[Stored items]
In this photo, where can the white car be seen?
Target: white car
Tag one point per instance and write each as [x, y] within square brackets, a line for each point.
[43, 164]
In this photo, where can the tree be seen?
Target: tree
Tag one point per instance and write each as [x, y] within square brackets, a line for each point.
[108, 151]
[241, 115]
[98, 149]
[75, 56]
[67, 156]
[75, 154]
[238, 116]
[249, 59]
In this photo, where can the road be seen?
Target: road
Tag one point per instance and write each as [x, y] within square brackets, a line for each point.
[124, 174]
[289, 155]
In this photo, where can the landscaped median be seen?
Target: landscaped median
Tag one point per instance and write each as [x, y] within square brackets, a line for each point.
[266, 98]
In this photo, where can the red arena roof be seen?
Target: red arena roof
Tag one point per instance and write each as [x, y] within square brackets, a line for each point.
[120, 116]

● What you will do:
Set down verbatim only the lines between the start of the data above and the line with "Target: tree", both boundaries included.

● Result:
In this photo, where can the white car be seen?
Target: white car
Tag one point per instance and write each as [x, y] within square brackets, a line for each point.
[43, 164]
In this photo, where can the tree be seen?
Target: tree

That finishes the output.